··· The data

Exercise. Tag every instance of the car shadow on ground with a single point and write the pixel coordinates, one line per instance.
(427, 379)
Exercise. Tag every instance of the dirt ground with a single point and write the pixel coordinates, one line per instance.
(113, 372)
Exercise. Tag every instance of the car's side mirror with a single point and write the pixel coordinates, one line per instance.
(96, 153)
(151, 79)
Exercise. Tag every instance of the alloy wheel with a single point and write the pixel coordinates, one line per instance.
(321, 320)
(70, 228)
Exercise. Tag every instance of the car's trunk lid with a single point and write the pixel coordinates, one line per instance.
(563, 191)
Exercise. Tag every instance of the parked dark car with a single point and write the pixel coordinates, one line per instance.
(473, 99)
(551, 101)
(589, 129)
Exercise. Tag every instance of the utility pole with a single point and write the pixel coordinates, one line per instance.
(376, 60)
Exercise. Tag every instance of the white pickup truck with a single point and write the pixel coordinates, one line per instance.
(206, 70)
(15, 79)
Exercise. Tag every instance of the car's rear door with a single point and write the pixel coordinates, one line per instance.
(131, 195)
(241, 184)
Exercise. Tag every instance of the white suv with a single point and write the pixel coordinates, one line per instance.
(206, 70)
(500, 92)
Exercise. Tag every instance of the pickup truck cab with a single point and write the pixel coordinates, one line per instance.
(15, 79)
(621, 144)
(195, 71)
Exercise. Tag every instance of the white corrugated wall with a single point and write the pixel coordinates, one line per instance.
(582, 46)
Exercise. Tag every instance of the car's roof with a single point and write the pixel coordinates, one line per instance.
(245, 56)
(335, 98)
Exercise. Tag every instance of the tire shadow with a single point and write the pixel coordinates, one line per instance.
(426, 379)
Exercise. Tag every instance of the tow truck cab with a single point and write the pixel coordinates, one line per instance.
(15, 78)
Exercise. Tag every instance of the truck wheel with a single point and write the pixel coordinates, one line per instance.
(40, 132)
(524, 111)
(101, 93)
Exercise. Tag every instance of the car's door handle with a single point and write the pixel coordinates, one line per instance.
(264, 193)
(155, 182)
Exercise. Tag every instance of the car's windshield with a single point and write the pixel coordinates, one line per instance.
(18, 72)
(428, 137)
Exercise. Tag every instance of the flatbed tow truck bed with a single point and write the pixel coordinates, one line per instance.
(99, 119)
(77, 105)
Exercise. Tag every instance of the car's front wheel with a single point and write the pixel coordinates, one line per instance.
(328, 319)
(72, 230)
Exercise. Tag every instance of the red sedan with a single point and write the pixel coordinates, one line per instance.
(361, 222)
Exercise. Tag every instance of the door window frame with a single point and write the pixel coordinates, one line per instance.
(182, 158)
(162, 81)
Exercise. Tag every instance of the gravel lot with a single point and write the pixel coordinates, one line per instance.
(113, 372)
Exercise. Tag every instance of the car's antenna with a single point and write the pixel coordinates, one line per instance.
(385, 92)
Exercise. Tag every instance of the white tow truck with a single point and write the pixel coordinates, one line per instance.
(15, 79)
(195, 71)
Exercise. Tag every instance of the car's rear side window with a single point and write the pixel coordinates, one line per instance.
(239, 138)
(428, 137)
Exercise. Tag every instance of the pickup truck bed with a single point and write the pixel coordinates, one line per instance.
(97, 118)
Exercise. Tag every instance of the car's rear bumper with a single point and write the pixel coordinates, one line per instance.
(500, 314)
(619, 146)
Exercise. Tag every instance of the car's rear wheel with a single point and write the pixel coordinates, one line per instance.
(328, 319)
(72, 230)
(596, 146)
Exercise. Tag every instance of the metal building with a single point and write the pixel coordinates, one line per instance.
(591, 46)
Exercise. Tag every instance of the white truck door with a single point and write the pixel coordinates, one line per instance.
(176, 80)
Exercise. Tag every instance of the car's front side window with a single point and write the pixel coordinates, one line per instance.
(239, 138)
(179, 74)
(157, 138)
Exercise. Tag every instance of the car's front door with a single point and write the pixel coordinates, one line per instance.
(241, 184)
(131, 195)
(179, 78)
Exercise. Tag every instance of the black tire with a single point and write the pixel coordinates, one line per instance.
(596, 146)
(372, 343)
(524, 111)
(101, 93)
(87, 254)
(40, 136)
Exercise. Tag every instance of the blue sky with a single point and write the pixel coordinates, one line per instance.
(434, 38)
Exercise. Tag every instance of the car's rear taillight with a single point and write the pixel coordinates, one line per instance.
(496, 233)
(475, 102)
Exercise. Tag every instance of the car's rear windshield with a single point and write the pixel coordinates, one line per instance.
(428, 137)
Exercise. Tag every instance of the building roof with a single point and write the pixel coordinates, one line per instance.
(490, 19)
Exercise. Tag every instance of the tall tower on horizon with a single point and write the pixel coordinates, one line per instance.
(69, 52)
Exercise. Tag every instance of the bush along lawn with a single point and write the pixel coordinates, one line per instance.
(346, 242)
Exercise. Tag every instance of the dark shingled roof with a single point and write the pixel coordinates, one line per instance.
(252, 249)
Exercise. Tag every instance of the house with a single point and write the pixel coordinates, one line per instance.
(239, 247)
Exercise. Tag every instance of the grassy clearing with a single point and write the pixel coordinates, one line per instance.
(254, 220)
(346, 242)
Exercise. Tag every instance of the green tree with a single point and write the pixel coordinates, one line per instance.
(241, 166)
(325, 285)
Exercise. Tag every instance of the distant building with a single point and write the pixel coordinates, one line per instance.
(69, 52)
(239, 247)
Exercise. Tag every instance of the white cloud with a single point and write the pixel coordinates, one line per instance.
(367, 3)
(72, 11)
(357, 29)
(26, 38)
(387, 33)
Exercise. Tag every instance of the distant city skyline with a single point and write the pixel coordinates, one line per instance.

······

What is asked> Can you turn every one of the records above into a numbered list, one item per line, with any blank lines dropped?

Reply to the task>
1. Exercise. Tag every instance of the car shadow on ground with a single point and write the pixel coordinates, one line per instance.
2. (427, 379)
3. Exercise. Tag every instance of the dirt ground with a single point and write the pixel coordinates, one line per instance.
4. (113, 372)
5. Exercise. Tag every instance of the car's side mirror with a single point and write the pixel coordinates, one line per instance.
6. (96, 153)
7. (151, 79)
8. Exercise. Tag every instance of the alloy wheel with a single point and write the pixel coordinates, one line per instance.
9. (321, 320)
10. (70, 228)
11. Exercise. Tag every instance of the car's trunk lid with a single point and write the pixel coordinates, one line per instance.
12. (563, 191)
13. Exercise. Tag every instance of the parked dark car with a single point and write the pixel coordinates, one line per instance.
14. (473, 99)
15. (551, 101)
16. (589, 129)
17. Exercise. Tag every instance of the utility pole with a single point and write the pixel coordinates, one line per instance.
18. (376, 60)
19. Exercise. Tag every instance of the white pickup truck with a single point and write the pixel coordinates, one line per instance.
20. (206, 70)
21. (15, 79)
22. Exercise. Tag every instance of the car's rear door with a single point and write the pixel coordinates, one line per instance.
23. (131, 195)
24. (241, 184)
25. Exercise. Tag every instance of the white suv with a single point and write the pixel coordinates, one line per instance.
26. (206, 70)
27. (500, 92)
28. Exercise. Tag every instance of the pickup truck cab with a single point and write the pixel coordinates, one line per instance.
29. (15, 79)
30. (621, 144)
31. (195, 71)
32. Exercise. Tag every instance of the white corrugated wall with a single point and write the pixel coordinates, one line per instance.
33. (582, 46)
34. Exercise. Tag every instance of the car's roof with a single point and write the pixel coordinates, one line per instance.
35. (245, 56)
36. (335, 98)
37. Exercise. Tag every instance of the tire shadow with a single point and write the pixel coordinates, one line per instance.
38. (426, 379)
39. Exercise. Tag every instance of the tow truck cab with a single point and write the pixel coordinates, one line per instance.
40. (15, 78)
41. Exercise. Tag every instance of the truck wheel with a single point and write the pixel coordinates, one line per instance.
42. (40, 132)
43. (524, 111)
44. (101, 93)
45. Exercise. Tag every instance of the car's door handle with a single point and write the pixel coordinates, one line per instance.
46. (264, 193)
47. (155, 182)
48. Exercise. Tag every instance of the car's windshield with a single point and write the pixel coordinates, one line per instance.
49. (18, 72)
50. (428, 137)
51. Exercise. Tag every instance of the flatbed tow truck bed with a single point and write the pixel coordinates, one line per instance.
52. (99, 119)
53. (77, 105)
54. Exercise. Tag every instance of the car's front wheel with a single point and write the pixel coordinates, one line per instance.
55. (328, 319)
56. (72, 230)
57. Exercise. Tag every instance of the red sedan with a single point and write the pixel coordinates, one line per instance.
58. (361, 222)
59. Exercise. Tag every instance of the door window frame with a single point and write the pixel coordinates, one line per instance.
60. (182, 158)
61. (162, 81)
62. Exercise. Tag every instance of the gravel lot with a single point and write the pixel coordinates, one line per instance.
63. (113, 372)
64. Exercise. Tag every instance of the car's antenna with a single point and write the pixel coordinates, one line per instance.
65. (385, 92)
66. Exercise. Tag every instance of the white tow truck with a single point and write the pixel coordinates, one line per instance.
67. (15, 79)
68. (195, 71)
69. Exercise. Tag every instance of the car's rear side window with a single point and write the pixel coordinates, one line per instance.
70. (239, 138)
71. (428, 137)
72. Exercise. Tag every instance of the pickup truck bed with a single point and write the pixel coordinates, one line per instance.
73. (97, 118)
74. Exercise. Tag every instance of the car's rear bumper with a single point and write the pixel coordinates, one line per instance.
75. (500, 314)
76. (619, 146)
77. Exercise. Tag every instance of the car's rear wheel with a single point and write the pixel coordinates, one line per instance.
78. (328, 319)
79. (72, 230)
80. (596, 146)
81. Exercise. Tag every instance of the metal building with a single point and write the pixel coordinates, one line per instance.
82. (591, 46)
83. Exercise. Tag every instance of the white truck door with a single point and write the pixel coordinates, one line per instance.
84. (176, 80)
85. Exercise. Tag every instance of the car's front side window with a single point and write the pixel coordinates, one line per instance.
86. (239, 138)
87. (179, 74)
88. (157, 138)
89. Exercise. Tag every instance of the car's front door with a single point and write the pixel coordinates, one line per instance.
90. (241, 184)
91. (131, 195)
92. (179, 78)
93. Exercise. Tag every instance of the black tire with a single point and write the pixel coordinates, one line per instance.
94. (596, 146)
95. (372, 343)
96. (524, 111)
97. (101, 93)
98. (87, 254)
99. (40, 136)
100. Exercise. Tag every instance of the blue sky with a single point and write the pixel coordinates, one line per instance.
101. (434, 38)
102. Exercise. Tag every instance of the car's rear taillight with a single point and write the pixel coordinates, one line per instance.
103. (496, 233)
104. (475, 102)
105. Exercise. Tag every instance of the car's rear windshield with a single point and write the pixel coordinates, one line per instance.
106. (428, 137)
107. Exercise. Tag every instance of the building roof with a single point and write the pixel coordinates, one line per instance.
108. (490, 19)
109. Exercise. Tag every instance of the tall tower on horizon with a single point and write the pixel coordinates, one line per instance.
110. (69, 52)
111. Exercise. Tag every instance of the bush along lawn with a single point and write the pixel coordinates, one line per instance.
112. (346, 242)
113. Exercise. Tag every instance of the dark shingled roof with a single point and write the pixel coordinates, one line per instance.
114. (252, 249)
115. Exercise. Tag every instance of the house with a single point and write the pixel coordinates, one line per instance.
116. (239, 247)
117. Exercise. Tag every instance of the grassy clearing with a single point and write the pixel coordinates, one line per instance.
118. (254, 220)
119. (346, 242)
120. Exercise. Tag every instance of the green tree with a single point and write the pixel coordinates, one line per instance.
121. (241, 166)
122. (325, 285)
123. Exercise. Tag every instance of the distant building with a single point and write the pixel coordinates, one line per instance.
124. (69, 52)
125. (239, 247)
126. Exercise. Tag every instance of the white cloud with a single point and write the pixel coordinates, one line per instance.
127. (367, 3)
128. (72, 11)
129. (357, 29)
130. (26, 38)
131. (387, 33)
132. Exercise. Tag every instance of the distant city skyline with a single point and write the pixel coordinates, one line per instance.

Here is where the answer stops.